━━ RAW DATA

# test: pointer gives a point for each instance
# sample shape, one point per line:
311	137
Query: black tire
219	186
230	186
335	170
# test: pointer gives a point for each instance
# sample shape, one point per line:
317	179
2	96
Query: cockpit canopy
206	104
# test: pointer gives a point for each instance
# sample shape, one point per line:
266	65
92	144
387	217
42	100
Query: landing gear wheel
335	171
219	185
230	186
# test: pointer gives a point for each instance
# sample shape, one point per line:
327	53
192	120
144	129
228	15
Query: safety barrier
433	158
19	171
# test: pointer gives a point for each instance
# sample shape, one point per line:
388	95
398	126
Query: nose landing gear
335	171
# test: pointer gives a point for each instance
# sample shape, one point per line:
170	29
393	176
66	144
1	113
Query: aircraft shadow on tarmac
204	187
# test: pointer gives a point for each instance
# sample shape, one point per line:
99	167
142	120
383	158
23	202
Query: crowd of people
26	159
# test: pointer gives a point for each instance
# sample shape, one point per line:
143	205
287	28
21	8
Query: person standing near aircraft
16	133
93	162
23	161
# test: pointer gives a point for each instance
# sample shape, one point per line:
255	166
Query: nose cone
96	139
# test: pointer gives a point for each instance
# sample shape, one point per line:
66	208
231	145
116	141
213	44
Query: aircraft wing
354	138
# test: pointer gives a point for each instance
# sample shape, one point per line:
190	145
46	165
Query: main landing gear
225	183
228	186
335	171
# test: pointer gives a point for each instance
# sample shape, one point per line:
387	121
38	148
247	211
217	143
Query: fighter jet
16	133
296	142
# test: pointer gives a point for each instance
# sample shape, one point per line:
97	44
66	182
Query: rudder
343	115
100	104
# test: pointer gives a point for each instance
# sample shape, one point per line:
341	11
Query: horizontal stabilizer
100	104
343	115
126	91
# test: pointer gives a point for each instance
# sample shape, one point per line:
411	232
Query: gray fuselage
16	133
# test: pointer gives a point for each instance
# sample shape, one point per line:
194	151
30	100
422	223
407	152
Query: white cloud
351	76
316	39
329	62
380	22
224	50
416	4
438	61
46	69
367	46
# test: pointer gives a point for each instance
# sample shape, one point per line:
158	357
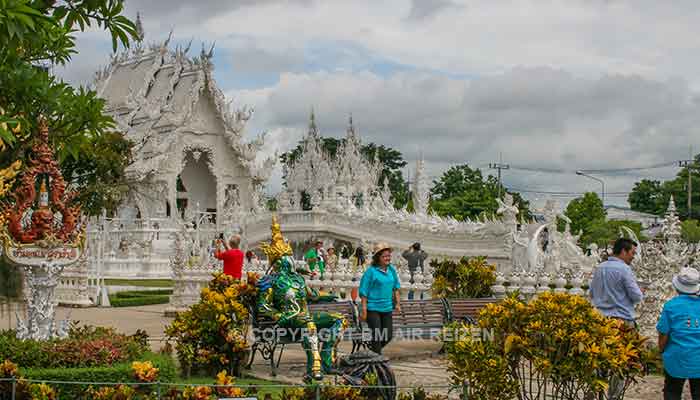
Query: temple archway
196	184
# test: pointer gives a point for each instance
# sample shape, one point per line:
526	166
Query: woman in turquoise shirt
679	336
379	291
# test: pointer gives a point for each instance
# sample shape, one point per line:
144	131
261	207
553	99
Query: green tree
35	34
653	196
584	211
648	196
391	159
603	233
463	192
690	230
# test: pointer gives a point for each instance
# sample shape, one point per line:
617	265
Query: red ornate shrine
41	169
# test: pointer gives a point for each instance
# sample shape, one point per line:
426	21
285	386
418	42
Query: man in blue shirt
679	336
614	292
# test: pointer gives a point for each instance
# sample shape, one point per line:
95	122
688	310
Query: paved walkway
415	362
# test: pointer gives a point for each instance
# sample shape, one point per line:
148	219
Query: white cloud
535	116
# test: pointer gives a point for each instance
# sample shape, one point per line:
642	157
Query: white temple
190	153
196	178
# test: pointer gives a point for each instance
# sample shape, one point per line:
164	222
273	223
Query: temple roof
154	93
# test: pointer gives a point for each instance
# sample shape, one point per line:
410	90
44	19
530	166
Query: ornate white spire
351	128
671	209
140	33
671	226
421	189
313	129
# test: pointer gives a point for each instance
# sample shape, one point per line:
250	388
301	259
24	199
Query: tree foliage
603	233
34	35
588	217
463	192
652	196
585	211
391	159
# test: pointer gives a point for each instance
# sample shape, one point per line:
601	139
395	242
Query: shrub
420	394
23	389
85	346
557	341
326	393
122	372
468	278
211	334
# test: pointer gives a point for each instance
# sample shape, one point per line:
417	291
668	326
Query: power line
594	171
499	166
512	189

━━━━

EXERCISE REQUIREMENTS: Pictures are to be left out; repeat all the remaining data exactly.

FINAL RESULT:
# test: pointer gives a point for each instance
# sample shape, one point per line:
311	137
Query: black tire
219	186
230	186
335	170
# test: pointer gives a point for each instance
# sample shape, one point per line:
317	179
2	96
Query: cockpit canopy
206	104
# test: pointer gives a point for each instance
# sample shape, one point per line:
266	65
92	144
387	217
42	100
Query: landing gear wheel
335	171
219	185
230	186
# test: pointer gives a point for each instance
# sample shape, one point per line:
327	53
192	120
144	129
228	15
Query: safety barrier
433	158
19	171
# test: pointer gives a point for each instance
# sample shape, one point per line:
388	95
398	126
Query: nose landing gear
335	171
# test: pointer gives a point for each instance
# sample shape, one point per line:
170	29
393	176
66	144
1	113
Query: aircraft shadow on tarmac
204	187
# test: pointer gives a point for each instance
# sample shape, one point per line:
99	167
142	120
383	158
23	202
Query: crowd of people
26	159
# test: pointer gives a point for each instance
# sample shape, one point per line:
143	205
287	28
21	8
Query: person standing near aircraft
16	133
93	162
23	161
# test: pointer gives a point for each instance
# sample shape, one point per line:
255	166
Query: nose cone
96	139
# test: pointer gives a point for each instance
# sample shape, one point per line:
66	208
231	145
116	141
213	44
Query: aircraft wing
354	138
# test: pointer gives a point for each instance
# sample shape, one point per line:
190	145
46	165
Query: main landing gear
225	183
228	186
335	171
# test: pointer gives a point for each instance
# sample shape, one point per line:
387	121
38	148
247	211
217	143
Query: fighter jet
16	133
296	142
# test: pointer gives a point for each instance
# sample shape, one point per line:
97	44
66	182
Query: rudder
343	115
100	104
# test: pointer gives a point for each instance
# sample shape, one point per line:
341	11
Query: horizontal stabilizer
100	104
343	115
126	91
# test: pointer gives a point for each instance
# sample shape, one point per line:
411	232
Query: gray fuselage
16	133
# test: pointer gives a point for each instance
# sample shape, one point per line:
194	151
30	100
422	223
407	152
Query: white cloud
351	76
316	39
329	62
380	22
224	50
416	4
438	61
46	69
367	46
# test: pointer gives a point for each instance
# sample shape, one point per line:
158	357
Query: temple archway
196	184
# test: pointer gives a point for each instance
# sample shape, one point per line:
526	166
Query: woman in turquoise shirt
679	336
379	291
# test: pointer gives a point for each instance
# sample shape, one point per line:
144	131
261	207
553	99
Query: green tree
35	34
653	196
584	211
648	196
391	159
603	233
463	192
690	230
# test: pointer gives a point for each instance
# sample shape, one point per line:
617	265
Query: red ornate shrine
41	169
# test: pointer gives a point for each instance
# sample shape, one point per line:
426	21
285	386
418	42
Query: man in blue shirt
679	336
614	292
# test: pointer gives a point for each instance
# sample shape, one point per line:
95	122
688	310
Query: paved walkway
415	362
# test: pointer gives a point for each instance
# sample shape, one point per line:
148	219
Query: white cloud
535	116
# test: pointer gives a point for each instance
# sample shape, one point per line:
642	157
Query: white temple
190	153
196	178
# test: pointer gives a point for each instance
# sample shape, one point per line:
164	222
273	223
Query: temple roof
154	93
# test: pointer gives a point for each instance
# sample shape, one point per line:
410	90
44	19
530	166
Query: ornate white spire
351	128
671	209
140	33
671	226
421	189
313	129
# test: pointer gives a point for each instance
# sample shape, one point per line:
250	388
301	259
24	199
Query: tree foliage
603	233
34	35
588	217
463	192
652	196
585	211
391	159
# test: pointer gives a point for each instance
# sample shape, one point per line:
601	139
395	242
Query: shrub
420	394
23	389
85	346
557	341
326	393
122	372
468	278
211	334
# test: pointer gives a point for each instance
# sample shape, one point per line:
417	291
668	326
Query: power line
594	171
499	166
512	189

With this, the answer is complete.